**** Extracted records

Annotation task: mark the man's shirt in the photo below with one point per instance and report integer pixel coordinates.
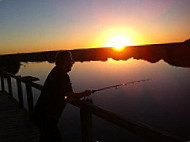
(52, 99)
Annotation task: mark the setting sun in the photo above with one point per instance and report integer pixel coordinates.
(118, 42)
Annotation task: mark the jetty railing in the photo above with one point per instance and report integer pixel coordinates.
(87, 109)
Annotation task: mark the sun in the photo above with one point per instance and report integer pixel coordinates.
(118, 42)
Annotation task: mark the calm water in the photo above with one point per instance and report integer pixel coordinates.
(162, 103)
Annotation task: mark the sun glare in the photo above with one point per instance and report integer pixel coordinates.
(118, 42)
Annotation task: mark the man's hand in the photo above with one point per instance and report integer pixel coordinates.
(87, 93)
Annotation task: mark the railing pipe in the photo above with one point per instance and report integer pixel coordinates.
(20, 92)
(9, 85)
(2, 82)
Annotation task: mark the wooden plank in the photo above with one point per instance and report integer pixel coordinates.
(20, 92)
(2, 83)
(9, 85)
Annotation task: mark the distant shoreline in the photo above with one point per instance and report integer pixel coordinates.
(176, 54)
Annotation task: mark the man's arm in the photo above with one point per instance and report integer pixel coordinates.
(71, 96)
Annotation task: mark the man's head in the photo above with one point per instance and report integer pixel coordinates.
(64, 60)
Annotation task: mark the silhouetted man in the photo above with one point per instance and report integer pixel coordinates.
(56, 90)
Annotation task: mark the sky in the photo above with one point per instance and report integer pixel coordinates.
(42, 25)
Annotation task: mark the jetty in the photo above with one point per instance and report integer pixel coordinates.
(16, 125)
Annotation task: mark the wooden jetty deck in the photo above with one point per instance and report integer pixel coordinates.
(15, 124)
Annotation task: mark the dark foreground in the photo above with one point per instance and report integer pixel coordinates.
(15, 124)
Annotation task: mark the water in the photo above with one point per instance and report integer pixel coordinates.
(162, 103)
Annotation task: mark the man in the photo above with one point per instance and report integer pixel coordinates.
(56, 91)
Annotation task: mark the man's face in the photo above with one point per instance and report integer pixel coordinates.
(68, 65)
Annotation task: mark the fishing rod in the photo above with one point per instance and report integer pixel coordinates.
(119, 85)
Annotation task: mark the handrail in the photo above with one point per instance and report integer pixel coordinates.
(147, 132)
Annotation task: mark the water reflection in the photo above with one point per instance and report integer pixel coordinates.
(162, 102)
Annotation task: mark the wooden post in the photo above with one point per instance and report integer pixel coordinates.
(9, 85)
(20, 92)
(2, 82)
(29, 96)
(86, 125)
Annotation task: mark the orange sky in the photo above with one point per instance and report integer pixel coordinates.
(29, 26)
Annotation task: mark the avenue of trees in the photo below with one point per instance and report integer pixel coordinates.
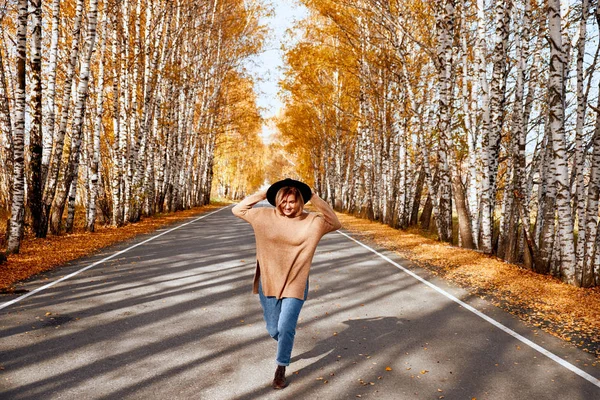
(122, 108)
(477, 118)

********
**** Extracted records

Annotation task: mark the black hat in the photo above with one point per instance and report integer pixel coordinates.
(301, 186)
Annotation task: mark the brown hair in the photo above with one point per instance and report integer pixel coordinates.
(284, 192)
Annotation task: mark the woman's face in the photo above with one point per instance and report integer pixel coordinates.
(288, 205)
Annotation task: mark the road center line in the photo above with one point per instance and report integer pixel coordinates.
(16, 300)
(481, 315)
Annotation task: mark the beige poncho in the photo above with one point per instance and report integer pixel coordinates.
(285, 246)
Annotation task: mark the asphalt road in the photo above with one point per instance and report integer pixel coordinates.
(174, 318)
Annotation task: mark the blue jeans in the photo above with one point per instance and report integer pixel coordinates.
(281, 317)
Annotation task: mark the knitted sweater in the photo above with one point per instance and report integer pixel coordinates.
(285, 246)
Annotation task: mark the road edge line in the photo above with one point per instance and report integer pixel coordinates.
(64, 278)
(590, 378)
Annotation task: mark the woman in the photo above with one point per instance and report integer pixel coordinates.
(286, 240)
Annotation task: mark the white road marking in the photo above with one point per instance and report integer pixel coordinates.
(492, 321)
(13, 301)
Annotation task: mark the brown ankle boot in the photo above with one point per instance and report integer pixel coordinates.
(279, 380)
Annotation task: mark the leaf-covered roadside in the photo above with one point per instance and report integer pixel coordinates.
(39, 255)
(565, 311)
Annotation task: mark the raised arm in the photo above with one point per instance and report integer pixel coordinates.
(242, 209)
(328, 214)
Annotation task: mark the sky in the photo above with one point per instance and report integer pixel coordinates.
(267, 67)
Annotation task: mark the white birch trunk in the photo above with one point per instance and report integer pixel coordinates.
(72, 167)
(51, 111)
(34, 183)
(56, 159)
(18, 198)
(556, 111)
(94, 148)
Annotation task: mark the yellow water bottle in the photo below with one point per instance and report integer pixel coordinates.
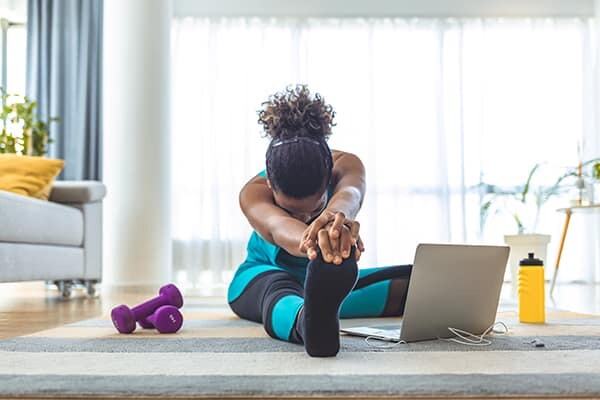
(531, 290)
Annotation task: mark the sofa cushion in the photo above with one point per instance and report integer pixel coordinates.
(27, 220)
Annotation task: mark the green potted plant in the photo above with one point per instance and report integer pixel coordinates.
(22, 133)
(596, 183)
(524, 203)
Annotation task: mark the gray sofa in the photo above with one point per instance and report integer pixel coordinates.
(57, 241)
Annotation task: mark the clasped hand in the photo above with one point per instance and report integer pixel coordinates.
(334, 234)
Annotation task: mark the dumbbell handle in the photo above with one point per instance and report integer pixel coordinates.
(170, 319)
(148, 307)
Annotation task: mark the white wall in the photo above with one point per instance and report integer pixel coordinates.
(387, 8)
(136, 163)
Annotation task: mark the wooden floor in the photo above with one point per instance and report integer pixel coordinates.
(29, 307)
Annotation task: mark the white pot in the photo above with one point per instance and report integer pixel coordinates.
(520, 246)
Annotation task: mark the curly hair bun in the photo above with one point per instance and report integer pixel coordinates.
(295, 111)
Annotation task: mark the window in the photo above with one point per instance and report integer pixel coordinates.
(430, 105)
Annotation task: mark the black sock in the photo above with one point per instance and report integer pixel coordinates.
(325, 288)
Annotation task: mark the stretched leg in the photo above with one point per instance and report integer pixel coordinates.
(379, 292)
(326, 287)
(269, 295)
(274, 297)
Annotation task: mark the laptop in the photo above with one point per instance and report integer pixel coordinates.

********

Work to be completed> How many lines in the entries above contain the word "face"? Reply with the number only.

Response to the task> 2